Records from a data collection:
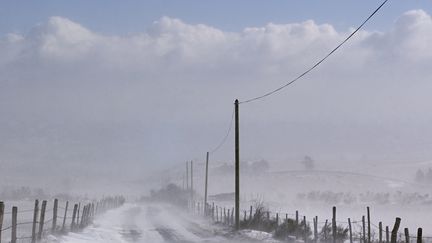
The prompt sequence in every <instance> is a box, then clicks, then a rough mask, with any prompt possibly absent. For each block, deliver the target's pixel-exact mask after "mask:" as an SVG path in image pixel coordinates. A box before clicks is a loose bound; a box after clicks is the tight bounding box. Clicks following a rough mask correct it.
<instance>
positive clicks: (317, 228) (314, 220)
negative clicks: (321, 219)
mask: <svg viewBox="0 0 432 243" xmlns="http://www.w3.org/2000/svg"><path fill="white" fill-rule="evenodd" d="M313 223H314V242H315V243H316V242H318V216H315V217H314V218H313Z"/></svg>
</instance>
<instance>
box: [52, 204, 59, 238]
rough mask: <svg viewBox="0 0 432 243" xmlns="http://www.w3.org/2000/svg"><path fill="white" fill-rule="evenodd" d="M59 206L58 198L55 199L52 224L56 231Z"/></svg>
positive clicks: (52, 228)
mask: <svg viewBox="0 0 432 243" xmlns="http://www.w3.org/2000/svg"><path fill="white" fill-rule="evenodd" d="M57 207H58V199H57V198H56V199H54V207H53V222H52V223H53V224H52V229H51V230H52V232H53V233H55V231H56V227H57Z"/></svg>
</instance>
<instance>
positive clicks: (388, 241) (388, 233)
mask: <svg viewBox="0 0 432 243" xmlns="http://www.w3.org/2000/svg"><path fill="white" fill-rule="evenodd" d="M389 242H390V230H389V227H388V226H386V243H389Z"/></svg>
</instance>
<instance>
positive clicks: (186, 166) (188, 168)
mask: <svg viewBox="0 0 432 243" xmlns="http://www.w3.org/2000/svg"><path fill="white" fill-rule="evenodd" d="M186 190H188V191H189V162H188V161H186Z"/></svg>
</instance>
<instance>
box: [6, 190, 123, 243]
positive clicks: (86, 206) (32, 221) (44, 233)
mask: <svg viewBox="0 0 432 243" xmlns="http://www.w3.org/2000/svg"><path fill="white" fill-rule="evenodd" d="M124 202H125V199H124V198H123V197H122V196H115V197H104V198H103V199H101V200H98V201H92V202H89V201H87V202H84V203H78V204H74V208H73V216H72V217H71V216H69V215H68V213H69V212H71V209H69V210H68V205H69V201H66V206H65V207H61V206H59V205H58V199H54V202H53V205H52V207H49V208H47V207H46V206H47V201H46V200H43V201H42V205H41V207H40V208H39V200H35V204H34V208H33V209H24V210H18V207H16V206H13V207H12V211H10V212H9V211H8V212H5V211H4V207H5V205H4V202H1V201H0V243H1V242H2V240H9V238H5V237H4V234H3V232H5V231H9V230H10V241H8V242H10V243H16V242H17V240H25V239H30V240H31V241H30V242H32V243H34V242H36V241H37V240H41V239H42V238H43V237H45V236H46V235H48V234H56V235H60V234H67V233H68V232H77V231H79V230H82V229H83V228H85V227H87V226H88V225H89V224H91V223H92V222H93V219H94V217H95V216H97V215H100V214H102V213H104V212H106V211H107V210H110V209H113V208H117V207H120V206H121V205H123V203H124ZM78 205H81V211H77V209H78ZM58 210H61V211H58ZM29 212H33V220H32V221H24V222H18V220H17V219H18V217H17V216H18V215H20V214H23V213H29ZM46 212H52V215H49V218H47V219H46V218H45V215H46V214H45V213H46ZM59 214H61V215H59ZM5 215H11V224H10V225H7V226H4V225H3V221H4V219H5V217H4V216H5ZM62 215H63V216H62ZM67 219H69V220H70V219H72V220H71V221H70V222H69V223H68V222H66V220H67ZM22 225H32V228H31V232H29V231H26V232H25V233H31V234H30V235H26V234H24V235H19V236H17V235H18V226H22Z"/></svg>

• **Task objective**
Begin with the line above that has "positive clicks: (52, 228)" and continue through the line that has "box: [6, 190, 123, 243]", setting each one down exactly. Stop there.

• **Response to the exercise**
positive clicks: (52, 228)
mask: <svg viewBox="0 0 432 243" xmlns="http://www.w3.org/2000/svg"><path fill="white" fill-rule="evenodd" d="M57 207H58V199H57V198H56V199H54V207H53V222H52V223H53V224H52V229H51V230H52V232H53V233H55V231H56V227H57Z"/></svg>
</instance>
<instance>
positive clicks: (388, 241) (388, 233)
mask: <svg viewBox="0 0 432 243" xmlns="http://www.w3.org/2000/svg"><path fill="white" fill-rule="evenodd" d="M389 242H390V230H389V227H388V226H386V243H389Z"/></svg>
</instance>
<instance>
positive clicks: (186, 166) (188, 168)
mask: <svg viewBox="0 0 432 243" xmlns="http://www.w3.org/2000/svg"><path fill="white" fill-rule="evenodd" d="M186 190H188V191H189V162H188V161H186Z"/></svg>
</instance>
<instance>
box: [6, 190, 123, 243]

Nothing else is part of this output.